# WHAT YOU WILL DO:
- a) Repeat the part of the Bugonia review from "Bugonia isn't the" to "eyes on Michelle.", word for word.
- b) In the Bugonia review, why does Michelle spend the movie with a shaved head? Answer in one to three sentences.
- c) Take the Bugonia review further from the point where it stops.

# TEXT:
■ ■ ■ ■

Tuesday, November 4, 2025

Bugonia (2025) * * *

 


Directed by:  Yorgos Lanthimos

Starring:  Emma Stone, Jesse Plemons, Aidan Delbis, Stavros Halkias

I wasn't a fan of The Favourite or Poor Things, which were both beautiful to look at and unpleasant to endure.  Bugonia, even with its pessimistic or sometimes downright nihilistic approach, is a better, more involving movie than the previous Yorgos Lanthimos efforts mentioned.  And this is a film about a conspiracy theorist wounded by life who kidnaps a CEO because he believes she's part of an alien race sent to destroy all of humanity.  

Bugonia isn't the most fun movie to watch, but it's still engrossing because Michelle Fuller (Stone), the sleek CEO of a biomedical company spends the movie with a shaved head (the kidnappers believe she transmits messages to the mother ship through her hair) and trying to reason with the two men named Teddy and Donny (Plemons and Delbis) who are convinced of her alien origins.  Michelle of course believes they're insane, and there are issues below the surface which suggest that Teddy and Donny were damaged long before they ever set eyes on Michelle.  

Michelle's life as a CEO is far from glamourous.  She lives alone in a modest mansion in the middle of nowhere.  She awakes at 4:30am, undergoes a vigorous exercise routine, and then drives into the office where she tells her subordinates they are free to leave at 5:30pm unless they have work that needs to get done.  We have quotas after all.   A funny scene involves Michelle recording a company announcement discussing diversity and the speech uses the word "diverse" every other sentence.  "You need to diversify your language," she tells her speechwriter.

■ ■ ■ ■

Dataset items
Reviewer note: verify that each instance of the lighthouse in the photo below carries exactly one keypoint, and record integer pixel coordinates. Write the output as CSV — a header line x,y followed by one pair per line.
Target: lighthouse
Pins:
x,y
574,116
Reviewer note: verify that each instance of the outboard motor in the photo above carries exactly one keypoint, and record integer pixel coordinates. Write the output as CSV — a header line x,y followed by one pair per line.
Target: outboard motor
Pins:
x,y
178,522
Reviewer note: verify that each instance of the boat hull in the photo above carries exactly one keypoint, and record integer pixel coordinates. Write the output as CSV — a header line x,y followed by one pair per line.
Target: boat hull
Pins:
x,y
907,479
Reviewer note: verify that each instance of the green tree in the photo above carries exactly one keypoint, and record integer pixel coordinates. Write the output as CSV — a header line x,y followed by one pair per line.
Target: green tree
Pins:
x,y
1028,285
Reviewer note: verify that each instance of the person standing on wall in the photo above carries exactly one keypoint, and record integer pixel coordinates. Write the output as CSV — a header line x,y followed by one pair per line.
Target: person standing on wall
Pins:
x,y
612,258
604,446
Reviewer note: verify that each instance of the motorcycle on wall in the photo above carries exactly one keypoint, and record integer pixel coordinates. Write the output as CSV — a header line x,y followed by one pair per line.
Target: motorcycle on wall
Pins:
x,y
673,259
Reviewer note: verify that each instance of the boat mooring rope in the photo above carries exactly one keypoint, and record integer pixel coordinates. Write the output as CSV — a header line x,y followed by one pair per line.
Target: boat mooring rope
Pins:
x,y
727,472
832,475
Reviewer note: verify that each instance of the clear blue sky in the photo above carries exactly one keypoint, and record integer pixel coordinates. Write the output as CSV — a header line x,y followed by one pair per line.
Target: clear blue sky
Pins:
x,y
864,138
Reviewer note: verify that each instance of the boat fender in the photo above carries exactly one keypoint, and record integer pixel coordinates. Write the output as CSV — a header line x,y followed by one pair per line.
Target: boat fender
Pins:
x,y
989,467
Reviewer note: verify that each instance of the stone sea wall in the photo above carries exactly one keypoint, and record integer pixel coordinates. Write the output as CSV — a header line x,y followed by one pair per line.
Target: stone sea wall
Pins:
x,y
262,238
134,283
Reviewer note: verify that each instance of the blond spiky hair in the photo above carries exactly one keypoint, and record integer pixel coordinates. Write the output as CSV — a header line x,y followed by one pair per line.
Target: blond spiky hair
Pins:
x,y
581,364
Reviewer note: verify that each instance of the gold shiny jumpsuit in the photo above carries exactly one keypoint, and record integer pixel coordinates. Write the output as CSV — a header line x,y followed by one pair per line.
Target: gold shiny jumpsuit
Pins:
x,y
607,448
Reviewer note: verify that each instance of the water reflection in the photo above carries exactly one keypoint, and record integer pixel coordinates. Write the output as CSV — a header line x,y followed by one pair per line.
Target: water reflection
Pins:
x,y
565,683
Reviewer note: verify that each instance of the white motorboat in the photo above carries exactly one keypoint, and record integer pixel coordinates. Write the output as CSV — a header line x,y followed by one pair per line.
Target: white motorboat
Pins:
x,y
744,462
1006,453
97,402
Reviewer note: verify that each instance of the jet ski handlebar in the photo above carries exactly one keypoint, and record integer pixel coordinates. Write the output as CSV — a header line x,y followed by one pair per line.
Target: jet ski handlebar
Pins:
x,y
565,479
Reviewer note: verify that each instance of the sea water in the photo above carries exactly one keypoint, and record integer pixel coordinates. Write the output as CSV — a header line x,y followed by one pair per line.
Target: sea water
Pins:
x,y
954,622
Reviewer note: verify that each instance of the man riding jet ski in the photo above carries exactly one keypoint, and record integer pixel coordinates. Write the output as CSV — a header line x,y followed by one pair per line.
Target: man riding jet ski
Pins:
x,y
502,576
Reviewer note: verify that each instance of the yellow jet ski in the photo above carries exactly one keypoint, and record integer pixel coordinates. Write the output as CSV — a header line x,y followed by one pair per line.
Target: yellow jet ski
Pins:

■ ■ ■ ■

# ANSWERS BY TASK:
- a)
Bugonia isn't the most fun movie to watch, but it's still engrossing because Michelle Fuller (Stone), the sleek CEO of a biomedical company spends the movie with a shaved head (the kidnappers believe she transmits messages to the mother ship through her hair) and trying to reason with the two men named Teddy and Donny (Plemons and Delbis) who are convinced of her alien origins.  Michelle of course believes they're insane, and there are issues below the surface which suggest that Teddy and Donny were damaged long before they ever set eyes on Michelle.

- b) Her kidnappers believe she sends messages to the mother ship through her hair.

- c)
Michelle is a cold CEO who just seems out of touch with humanity, which is something CEO's of often accused of.  She doesn't scream or cry or beg her captors to appeal to their emotions.  She approaches it coldly and logically, like Spock would.  She's very calm, and you wonder why.  Teddy is easy to dismiss as a nutcase, and when he and Donny chemically castrate themselves in order to lessen the distractions to their cause, then it's hard to argue that point.  But when the local sheriff (Halkias) tells Teddy he's sorry for what happened when he was Teddy's babysitter and that "I never did that with anyone else" as if that's supposed to comfort Teddy, we see the deep wounds which drive him.  We also learn of Teddy's drug-addicted mother who was made comatose by Michelle's company's experimental treatments, so we question whether his crimes against Michelle aren't personal too.  

Bugonia, like other Lanthimos' efforts, holds us outside with people who seem cut off from ordinary cheer.  The actors capably keep this tone up through the violence and plot twists which aren't all that surprising but are still chilling.  This movie wasn't made to please audiences, but it's still satisfying on its own terms.